----- Source document -----

Studio album by Pale Saints
- Released: 12 February 1990
- Studio: Blackwing (London)
- Genre: Shoegaze; dream pop;
- Length: 41:06
- Label: 4AD
- Producer: John Fryer; Gil Norton;

Pale Saints chronology
|  | The Comforts of Madness (1990) | In Ribbons (1992) |

= The Comforts of Madness (album) =

The Comforts of Madness is the debut studio album by English alternative rock band Pale Saints. It was released on 12 February 1990 by 4AD.

The Comforts of Madness peaked at number 40 on the UK Albums Chart. On 17 January 2020, 4AD released a remastered and expanded reissue of the album for its 30th anniversary.

==Critical reception==

Reviewing The Comforts of Madness for NME, Simon Williams praised the album as an "unnervingly multi-dimensional collage of melody and friction" with "at least eight Great Pop Tunes, all hooklines and absolutely no stinkers." The magazine later named it the 45th best album of 1990.

In 2016, Pitchfork ranked The Comforts of Madness at number 21 on its list of the 50 best shoegaze albums of all time.

-----

*Requirements*
a) List every chart position or ranking that the article about The Comforts of Madness gives for the album.
b) Continue the article about The Comforts of Madness from its final sentence.

----- Dataset entries -----

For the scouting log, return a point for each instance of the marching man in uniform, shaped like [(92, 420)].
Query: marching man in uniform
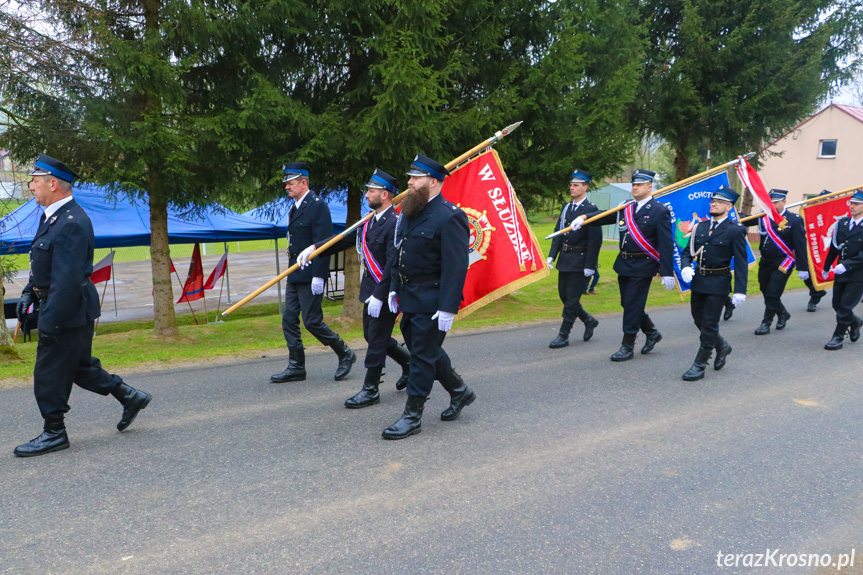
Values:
[(846, 250), (432, 239), (577, 255), (706, 264), (646, 249), (374, 241)]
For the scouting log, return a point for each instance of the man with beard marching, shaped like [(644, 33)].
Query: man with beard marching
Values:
[(577, 255), (61, 261), (706, 265), (374, 242), (432, 239), (781, 251), (646, 249), (846, 249), (309, 221)]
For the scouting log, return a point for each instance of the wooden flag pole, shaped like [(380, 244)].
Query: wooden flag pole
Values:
[(660, 192), (335, 239), (814, 200)]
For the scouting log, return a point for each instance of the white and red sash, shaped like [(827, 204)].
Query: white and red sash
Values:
[(646, 246), (371, 263)]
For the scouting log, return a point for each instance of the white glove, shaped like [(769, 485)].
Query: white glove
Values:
[(576, 223), (317, 286), (687, 274), (375, 306), (444, 320), (303, 258)]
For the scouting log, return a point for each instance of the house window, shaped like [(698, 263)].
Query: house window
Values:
[(827, 148)]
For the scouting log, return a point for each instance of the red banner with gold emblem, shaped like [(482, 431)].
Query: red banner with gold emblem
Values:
[(504, 253), (820, 220)]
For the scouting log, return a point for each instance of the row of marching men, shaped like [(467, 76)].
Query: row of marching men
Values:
[(646, 249)]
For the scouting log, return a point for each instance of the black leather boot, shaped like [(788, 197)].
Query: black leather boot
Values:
[(854, 331), (653, 335), (782, 320), (347, 359), (696, 372), (459, 393), (723, 348), (369, 394), (837, 339), (589, 325), (132, 401), (402, 357), (53, 438), (625, 351), (562, 339), (410, 422), (296, 370)]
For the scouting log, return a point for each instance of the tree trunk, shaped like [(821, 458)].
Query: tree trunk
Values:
[(160, 256), (352, 306)]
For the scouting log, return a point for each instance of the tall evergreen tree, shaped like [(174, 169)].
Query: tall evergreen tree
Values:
[(735, 73)]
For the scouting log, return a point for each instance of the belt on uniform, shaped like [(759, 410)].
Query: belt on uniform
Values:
[(419, 279), (714, 271), (576, 249)]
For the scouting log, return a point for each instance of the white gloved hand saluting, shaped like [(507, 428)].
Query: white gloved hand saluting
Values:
[(687, 274), (375, 306), (303, 258), (317, 286), (444, 320), (576, 223)]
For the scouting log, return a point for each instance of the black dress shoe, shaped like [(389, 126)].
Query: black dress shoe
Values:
[(835, 343), (653, 338), (589, 326), (53, 438), (133, 401), (854, 331)]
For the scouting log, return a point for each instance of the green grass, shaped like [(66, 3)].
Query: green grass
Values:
[(255, 330)]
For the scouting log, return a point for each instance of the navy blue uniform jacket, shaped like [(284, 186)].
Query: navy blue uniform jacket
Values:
[(434, 243), (61, 261), (654, 221), (587, 240), (728, 240), (308, 225)]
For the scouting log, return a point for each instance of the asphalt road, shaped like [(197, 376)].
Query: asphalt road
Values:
[(565, 464)]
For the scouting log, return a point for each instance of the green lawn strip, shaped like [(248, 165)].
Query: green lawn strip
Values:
[(256, 329)]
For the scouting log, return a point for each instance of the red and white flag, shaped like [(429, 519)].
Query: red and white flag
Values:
[(504, 255), (194, 287), (102, 270), (752, 181), (217, 272)]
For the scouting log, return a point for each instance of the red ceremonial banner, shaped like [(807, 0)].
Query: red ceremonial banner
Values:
[(820, 220), (504, 253)]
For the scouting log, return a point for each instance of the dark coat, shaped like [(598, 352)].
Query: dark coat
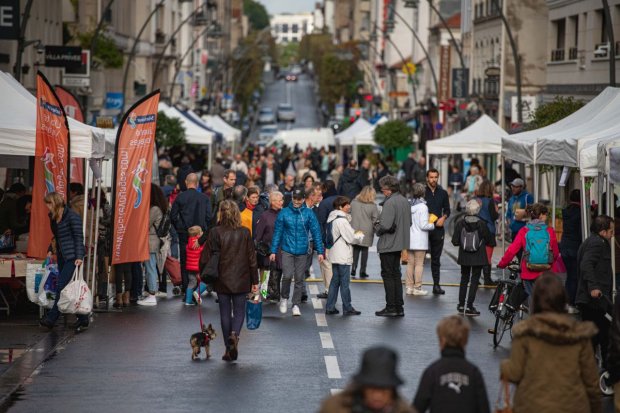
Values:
[(349, 184), (452, 384), (595, 272), (68, 235), (237, 269), (264, 233), (478, 258), (191, 208), (571, 231)]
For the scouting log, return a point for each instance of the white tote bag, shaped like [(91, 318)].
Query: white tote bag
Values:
[(76, 297)]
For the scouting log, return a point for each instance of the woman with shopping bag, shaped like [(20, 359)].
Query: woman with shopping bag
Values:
[(67, 230)]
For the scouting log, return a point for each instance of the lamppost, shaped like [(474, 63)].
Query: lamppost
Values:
[(134, 48)]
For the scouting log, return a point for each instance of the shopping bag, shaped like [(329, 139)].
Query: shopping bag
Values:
[(264, 284), (173, 268), (253, 313), (503, 403), (76, 297)]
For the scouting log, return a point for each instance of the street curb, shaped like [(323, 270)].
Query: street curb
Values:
[(15, 376)]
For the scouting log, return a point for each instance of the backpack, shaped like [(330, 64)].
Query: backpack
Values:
[(470, 240), (163, 229), (329, 235), (538, 254)]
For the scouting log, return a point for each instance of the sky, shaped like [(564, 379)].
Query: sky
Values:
[(288, 6)]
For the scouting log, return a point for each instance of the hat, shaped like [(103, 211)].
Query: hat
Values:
[(378, 369), (517, 182), (299, 193)]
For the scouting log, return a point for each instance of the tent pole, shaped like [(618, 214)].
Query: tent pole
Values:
[(554, 193)]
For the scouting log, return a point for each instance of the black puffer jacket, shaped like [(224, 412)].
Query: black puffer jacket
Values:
[(595, 272), (470, 224), (68, 235)]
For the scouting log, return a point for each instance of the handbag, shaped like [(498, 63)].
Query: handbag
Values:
[(253, 313), (76, 297), (503, 403), (173, 268)]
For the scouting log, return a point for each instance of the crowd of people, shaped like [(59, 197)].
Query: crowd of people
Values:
[(276, 211)]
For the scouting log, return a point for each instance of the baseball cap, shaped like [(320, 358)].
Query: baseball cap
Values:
[(517, 182), (299, 193)]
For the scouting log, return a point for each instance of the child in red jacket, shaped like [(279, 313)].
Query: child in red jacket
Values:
[(192, 266)]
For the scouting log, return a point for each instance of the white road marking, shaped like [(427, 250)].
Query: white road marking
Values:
[(320, 320), (326, 339), (333, 370)]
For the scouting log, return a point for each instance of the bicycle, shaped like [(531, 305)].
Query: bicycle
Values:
[(507, 302)]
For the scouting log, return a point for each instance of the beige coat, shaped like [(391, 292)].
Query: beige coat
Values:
[(553, 365)]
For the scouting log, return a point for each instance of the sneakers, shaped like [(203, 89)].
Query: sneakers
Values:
[(283, 305), (471, 311), (150, 300)]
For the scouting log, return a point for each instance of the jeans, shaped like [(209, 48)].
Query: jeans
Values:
[(66, 269), (469, 273), (435, 240), (152, 274), (232, 314), (340, 280), (356, 253), (183, 238), (390, 272), (293, 267)]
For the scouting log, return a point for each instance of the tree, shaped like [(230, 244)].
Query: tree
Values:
[(393, 134), (170, 132), (257, 14), (554, 111)]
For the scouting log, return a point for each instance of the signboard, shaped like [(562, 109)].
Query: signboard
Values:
[(63, 56), (444, 74), (9, 19), (114, 100), (460, 83), (529, 102)]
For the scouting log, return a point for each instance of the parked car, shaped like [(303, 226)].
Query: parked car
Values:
[(286, 113), (265, 115)]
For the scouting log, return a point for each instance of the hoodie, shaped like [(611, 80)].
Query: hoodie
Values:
[(344, 235)]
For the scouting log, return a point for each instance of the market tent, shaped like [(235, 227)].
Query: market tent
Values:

-----

*The replies*
a)
- Number 40 on the UK Albums Chart
- 45th best album of 1990, as named by NME
- Number 21 on Pitchfork's 2016 list of the 50 best shoegaze albums of all time

b)
Professional ratings
Review scores
| Source | Rating |
| AllMusic |  |
| Mojo |  |
| NME | 9/10 |
| Pitchfork | 7.6/10 |
| Q |  |
| Record Mirror | 4/5 |
| Uncut | 9/10 |
| Under the Radar | 9/10 |

==Track listing==

| No. | Title | Writer(s) | Length |
|---|---|---|---|
| 1. | "Way the World Is" |  | 2:40 |
| 2. | "You Tear the World in Two" |  | 3:01 |
| 3. | "Sea of Sound" |  | 5:52 |
| 4. | "True Coming Dream" |  | 2:30 |
| 5. | "Little Hammer" |  | 2:17 |
| 6. | "Insubstantial" |  | 4:20 |
| 7. | "A Deep Sleep for Steven" |  | 3:44 |
| 8. | "Language of Flowers" |  | 2:54 |
| 9. | "Fell from the Sun" | Kendra Smith | 4:45 |
| 10. | "Sight of You" |  | 5:37 |
| 11. | "Time Thief" |  | 3:26 |
| Total length: |  |  | 41:06 |

==Personnel==
Credits are adapted from the album's liner notes.

- Pale Saints (Chris Cooper, Ian Masters, and Graeme Naysmith) – all instruments

Production
- Al Clay – engineering (tracks 4, 6–8, 11)
- Tim Davis – engineering assistance (tracks 4, 6–8, 11)
- John Fryer – production (tracks 1–3, 5, 9, 10), engineering (tracks 1–3, 5, 9, 10)
- Gil Norton – production (tracks 4, 6–8, 11)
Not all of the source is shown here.